Outline entries for labeled areas
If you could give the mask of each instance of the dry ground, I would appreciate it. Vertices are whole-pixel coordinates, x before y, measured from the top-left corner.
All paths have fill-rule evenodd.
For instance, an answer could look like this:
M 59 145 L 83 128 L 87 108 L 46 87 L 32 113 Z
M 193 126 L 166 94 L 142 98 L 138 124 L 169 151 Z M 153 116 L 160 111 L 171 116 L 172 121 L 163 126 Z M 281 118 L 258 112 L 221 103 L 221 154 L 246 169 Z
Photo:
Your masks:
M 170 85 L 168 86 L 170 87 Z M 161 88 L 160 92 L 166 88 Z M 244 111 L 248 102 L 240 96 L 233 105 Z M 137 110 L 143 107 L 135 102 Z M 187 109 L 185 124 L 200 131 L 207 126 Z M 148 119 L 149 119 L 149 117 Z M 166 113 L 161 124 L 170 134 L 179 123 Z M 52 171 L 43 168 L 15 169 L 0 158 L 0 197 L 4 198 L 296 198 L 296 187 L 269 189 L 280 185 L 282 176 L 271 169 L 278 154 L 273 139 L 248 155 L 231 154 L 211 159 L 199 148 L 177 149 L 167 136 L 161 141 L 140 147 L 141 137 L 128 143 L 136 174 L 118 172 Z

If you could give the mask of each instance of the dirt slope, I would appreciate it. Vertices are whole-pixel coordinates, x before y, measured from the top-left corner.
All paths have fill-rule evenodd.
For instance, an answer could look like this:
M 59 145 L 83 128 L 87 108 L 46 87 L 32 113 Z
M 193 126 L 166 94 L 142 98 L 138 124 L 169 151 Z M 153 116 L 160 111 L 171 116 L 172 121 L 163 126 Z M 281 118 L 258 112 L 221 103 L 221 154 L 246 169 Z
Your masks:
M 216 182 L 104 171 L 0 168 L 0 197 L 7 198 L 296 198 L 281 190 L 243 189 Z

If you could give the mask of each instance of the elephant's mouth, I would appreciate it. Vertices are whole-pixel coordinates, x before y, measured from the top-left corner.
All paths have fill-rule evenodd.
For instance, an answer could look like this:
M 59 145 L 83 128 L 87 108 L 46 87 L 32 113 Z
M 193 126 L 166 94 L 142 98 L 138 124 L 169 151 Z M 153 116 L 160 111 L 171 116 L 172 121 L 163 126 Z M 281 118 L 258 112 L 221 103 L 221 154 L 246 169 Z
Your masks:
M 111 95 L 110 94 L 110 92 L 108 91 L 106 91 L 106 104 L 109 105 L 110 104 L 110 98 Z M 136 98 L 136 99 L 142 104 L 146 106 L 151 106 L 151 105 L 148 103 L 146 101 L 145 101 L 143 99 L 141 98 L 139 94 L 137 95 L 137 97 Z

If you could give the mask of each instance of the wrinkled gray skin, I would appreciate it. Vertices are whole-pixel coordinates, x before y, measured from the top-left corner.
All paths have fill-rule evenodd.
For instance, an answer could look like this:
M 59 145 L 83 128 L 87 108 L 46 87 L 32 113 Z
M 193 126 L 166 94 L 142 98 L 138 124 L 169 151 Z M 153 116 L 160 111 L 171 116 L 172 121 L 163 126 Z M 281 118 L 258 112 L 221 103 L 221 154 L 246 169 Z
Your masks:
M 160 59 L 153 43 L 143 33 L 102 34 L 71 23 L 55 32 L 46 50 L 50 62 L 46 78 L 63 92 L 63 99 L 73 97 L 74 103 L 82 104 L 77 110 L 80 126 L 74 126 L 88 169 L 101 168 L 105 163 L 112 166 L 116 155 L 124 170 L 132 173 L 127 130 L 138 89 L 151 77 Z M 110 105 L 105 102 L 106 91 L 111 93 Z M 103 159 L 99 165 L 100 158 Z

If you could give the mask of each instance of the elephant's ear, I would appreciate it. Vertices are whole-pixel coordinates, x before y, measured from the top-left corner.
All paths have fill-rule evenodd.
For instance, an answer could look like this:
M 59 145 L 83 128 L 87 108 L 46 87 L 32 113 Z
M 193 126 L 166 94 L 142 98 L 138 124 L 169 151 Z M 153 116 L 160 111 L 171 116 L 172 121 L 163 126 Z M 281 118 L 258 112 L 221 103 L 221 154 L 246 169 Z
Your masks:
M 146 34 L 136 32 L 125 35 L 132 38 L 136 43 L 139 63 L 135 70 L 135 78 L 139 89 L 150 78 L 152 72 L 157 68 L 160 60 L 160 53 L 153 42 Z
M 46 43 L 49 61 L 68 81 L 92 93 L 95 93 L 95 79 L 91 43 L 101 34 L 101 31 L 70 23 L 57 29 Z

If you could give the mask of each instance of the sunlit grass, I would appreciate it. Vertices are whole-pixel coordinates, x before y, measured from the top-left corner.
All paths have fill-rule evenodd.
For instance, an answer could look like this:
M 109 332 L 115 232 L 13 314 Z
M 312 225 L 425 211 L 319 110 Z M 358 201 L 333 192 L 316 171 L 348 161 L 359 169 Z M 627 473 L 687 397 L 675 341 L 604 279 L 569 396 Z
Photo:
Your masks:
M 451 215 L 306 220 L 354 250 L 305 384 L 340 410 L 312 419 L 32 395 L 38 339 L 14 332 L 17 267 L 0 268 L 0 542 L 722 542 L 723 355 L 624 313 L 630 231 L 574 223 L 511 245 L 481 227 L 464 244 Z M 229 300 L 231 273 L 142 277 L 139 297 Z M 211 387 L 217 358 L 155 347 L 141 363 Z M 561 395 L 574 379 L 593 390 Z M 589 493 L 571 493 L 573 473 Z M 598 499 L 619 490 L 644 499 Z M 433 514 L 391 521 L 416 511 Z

What the exercise asks
Reproduce the entire listing above verbatim, line for line.

Correct answer
If you could give the mask of each instance of the dry ground, I would appreciate it. Vertices are whole-pixel coordinates, x before y, measured from the top-left corner.
All paths have fill-rule evenodd.
For instance, an answer could look like this:
M 59 145 L 83 128 L 87 108 L 46 87 L 32 113 Z
M 193 126 L 166 94 L 142 98 L 138 124 L 169 151 Z M 153 116 L 160 111 L 171 116 L 172 121 L 163 126 Z M 281 118 L 258 112 L 221 103 L 221 154 L 246 169 Z
Photo:
Your masks:
M 170 85 L 168 86 L 170 87 Z M 161 88 L 160 92 L 166 88 Z M 244 111 L 248 102 L 240 96 L 233 105 Z M 137 110 L 143 107 L 135 102 Z M 187 109 L 185 124 L 200 131 L 207 126 Z M 148 119 L 149 119 L 149 117 Z M 166 113 L 161 124 L 170 134 L 179 123 Z M 52 171 L 43 168 L 15 169 L 0 158 L 0 197 L 4 198 L 296 198 L 296 187 L 269 189 L 280 185 L 282 176 L 271 169 L 278 154 L 273 139 L 248 155 L 231 154 L 211 159 L 199 148 L 177 149 L 167 136 L 161 141 L 140 147 L 141 137 L 128 143 L 136 174 L 118 172 Z

If you could give the mask of each instance of the dirt slope, I would appreciate it. Vertices are whole-pixel coordinates, x before y, measured from the top-left corner.
All paths have fill-rule evenodd.
For instance, an answer could look like this:
M 59 145 L 83 128 L 87 108 L 46 87 L 32 113 Z
M 193 126 L 166 94 L 142 98 L 138 124 L 169 151 Z M 153 116 L 160 111 L 171 116 L 172 121 L 163 126 Z M 281 118 L 258 112 L 221 103 L 221 154 L 246 169 Z
Your masks:
M 216 182 L 104 171 L 0 168 L 0 197 L 7 198 L 296 198 L 281 190 L 243 189 Z

If you could give the mask of each instance of the elephant's mouth, I would appreciate it. Vertices are whole-pixel coordinates, x before y, measured from the top-left corner.
All paths have fill-rule evenodd.
For instance, an answer could look like this:
M 59 145 L 83 128 L 87 108 L 46 87 L 32 113 Z
M 193 126 L 166 94 L 142 98 L 138 124 L 169 151 Z M 153 116 L 160 111 L 171 116 L 172 121 L 163 126 Z M 281 118 L 258 112 L 221 103 L 221 154 L 246 169 Z
Your masks:
M 111 95 L 110 94 L 110 92 L 108 91 L 106 91 L 106 104 L 109 105 L 110 104 L 110 98 Z M 136 98 L 136 99 L 142 104 L 146 106 L 151 106 L 151 105 L 148 103 L 146 101 L 145 101 L 143 99 L 141 98 L 139 94 L 137 95 L 137 97 Z

If you could give the mask of each instance of the wrinkled gray skin, I would appreciate it. Vertices are whole-pixel coordinates, x before y, measured from the top-left corner.
All paths have fill-rule evenodd.
For instance, an answer could look like this:
M 59 145 L 83 128 L 87 108 L 46 87 L 32 113 Z
M 193 126 L 166 94 L 142 98 L 138 124 L 169 151 Z M 153 116 L 160 111 L 171 116 L 172 121 L 163 126 Z M 281 118 L 258 112 L 221 103 L 221 154 L 246 169 Z
Your masks:
M 160 59 L 153 43 L 143 33 L 102 34 L 71 23 L 55 32 L 46 50 L 50 62 L 46 78 L 63 92 L 63 99 L 73 97 L 74 103 L 82 104 L 77 110 L 80 126 L 74 126 L 88 169 L 101 168 L 105 163 L 112 166 L 116 155 L 124 170 L 132 173 L 127 130 L 138 89 L 151 77 Z M 110 105 L 105 102 L 106 91 L 111 93 Z M 103 159 L 99 165 L 100 158 Z

If you could give the mask of each instance of the elephant's ear, I would appreciate it. Vertices are whole-pixel coordinates, x before y, measured from the top-left corner.
All paths have fill-rule evenodd.
For instance, an answer could look like this:
M 59 145 L 83 128 L 87 108 L 46 87 L 32 113 Z
M 193 126 L 166 94 L 142 98 L 138 124 L 169 151 Z M 153 116 L 160 111 L 171 116 L 172 121 L 163 126 Z M 281 118 L 258 112 L 221 103 L 221 154 L 246 169 Z
Your masks:
M 146 34 L 136 32 L 125 35 L 132 38 L 136 43 L 139 63 L 135 70 L 135 78 L 139 89 L 150 78 L 152 72 L 157 68 L 160 60 L 160 53 L 153 42 Z
M 46 43 L 49 61 L 68 81 L 92 93 L 95 93 L 95 79 L 91 43 L 101 34 L 101 31 L 70 23 L 57 29 Z

If you could give the mask of each instance of the sunlit grass, I would appreciate it. Vertices are whole-pixel coordinates, x before y, measured from the top-left corner.
All paths have fill-rule evenodd.
For instance, an answer could look like this:
M 109 332 L 115 232 L 13 314 Z
M 312 225 L 425 211 L 319 110 Z M 358 201 L 333 192 L 316 171 L 348 161 L 359 169 Z M 627 473 L 687 397 L 675 341 L 604 279 L 569 396 Z
Photo:
Your masks:
M 451 215 L 306 220 L 354 250 L 305 384 L 340 410 L 312 419 L 32 395 L 38 339 L 14 332 L 17 267 L 0 268 L 0 542 L 722 542 L 723 355 L 624 313 L 630 231 L 574 223 L 511 245 L 481 227 L 464 244 Z M 229 300 L 231 273 L 142 277 L 139 297 Z M 211 387 L 217 358 L 155 347 L 141 363 Z M 561 395 L 574 379 L 593 390 Z M 589 493 L 571 493 L 573 473 Z M 598 499 L 619 490 L 644 499 Z M 433 514 L 391 521 L 416 511 Z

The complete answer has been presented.